■ SELECTED PASSAGE
************

As part of the San Francisco Museum of Modern Art (SFMOMA)’s expansion project, the museum has gone beyond its walls and directly into the community with extensive off-site programming while its building is temporarily closed for construction from June 3, 2013, to early 2016. SFMOMA’s On the Go programming includes a dynamic slate of jointly organized and traveling museum exhibitions, outdoor and sit e-specific installations, and newly created education initiatives throughout the Bay Area and beyond.
During the two-and-a-half-year construction period leading up to the building’s reopening, SFMOMA will experiment with new ideas, engage in dialogue with a range of cultural partners, and create innovative ways for audiences to experience the museum’s collection, bringing the best of these ideas and initiatives back into its newly expanded home.
In collaboration with six partner museums in the Bay Area, SFMOMA will co-organize thematic exhibitions featuring works drawn either entirely or in part from SFMOMA’s holdings. Museum partners include the Asian Art Museum, Cantor Arts Center at Stanford University, Contemporary Jewish Museum, Museum of the African Diaspora, Oakland Museum of California, and Yerba Buena Center for the Arts. Visitors will also encounter art experiences in unexpected places, with major outdoor projects and specially commissioned installations sited at locations ranging from historic Crissy Field to a costume shop in Silicon Valley. SFMOMA will also bring touring presentations of its renowned photography collection to communities throughout California, create new partnerships with local schools, and develop creative educational projects in collaboration with local and international artists.
“SFMOMA is more than just a building,” says SFMOMA Director Neal Benezra. “We’re a set of intersecting cultural communities. As we reimagine our new home, we’re also rethinking who we want to be in the future, and what better way to find inspiration than in conversation with others. We look forward to fully exploring what it means to be a museum during this phase, while broadening access to our collection in ways that foster a sense of community ownership of the collective cultural riches of the city and celebrate the creative spirit of the region. When our new building is completed in 2016, we’ll bring the best of these experiences back into our new building with a greater understanding of our place in the community.”
“Dialogue with the community has always been important to SFMOMA, and we’re tremendously excited to work with all our museum partners,” says SFMOMA Curator of Painting and Sculpture Janet Bishop, who is leading the museum’s off-site initiative. “Our construction period offers an opportunity to really extend that dialogue and play it out in a variety of new ways. Not only will audiences be able to see and experience the museum in a new light, but we’ll be able to see ourselves in a new light, too, and gain valuable insight from that exchange.”

************

■ SOURCE DATA
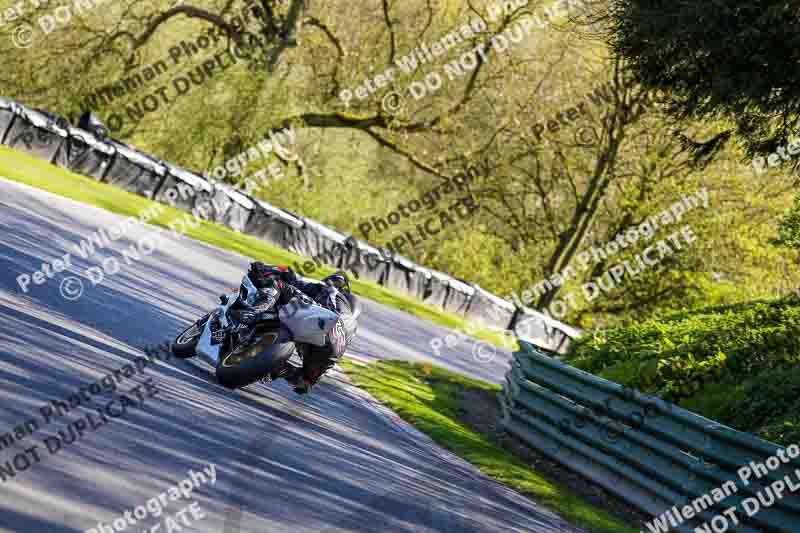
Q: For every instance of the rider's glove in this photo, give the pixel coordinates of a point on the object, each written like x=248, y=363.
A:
x=264, y=276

************

■ EXERCISES
1. From the passage on SFMOMA's off-site programming, reproduce the text starting with "During the two-and-a-half-year" and going on through "newly expanded home.".
2. Using the passage on SFMOMA's off-site programming, answer these questions:
(a) During what period is the museum's building temporarily closed for construction?
(b) With how many partner museums in the Bay Area will SFMOMA co-organize thematic exhibitions?
(c) Who is leading the museum's off-site initiative?

■ EXPECTED OUTPUTS
1.
During the two-and-a-half-year construction period leading up to the building’s reopening, SFMOMA will experiment with new ideas, engage in dialogue with a range of cultural partners, and create innovative ways for audiences to experience the museum’s collection, bringing the best of these ideas and initiatives back into its newly expanded home.

2.
(a) From June 3, 2013, to early 2016.
(b) Six.
(c) Janet Bishop, SFMOMA Curator of Painting and Sculpture.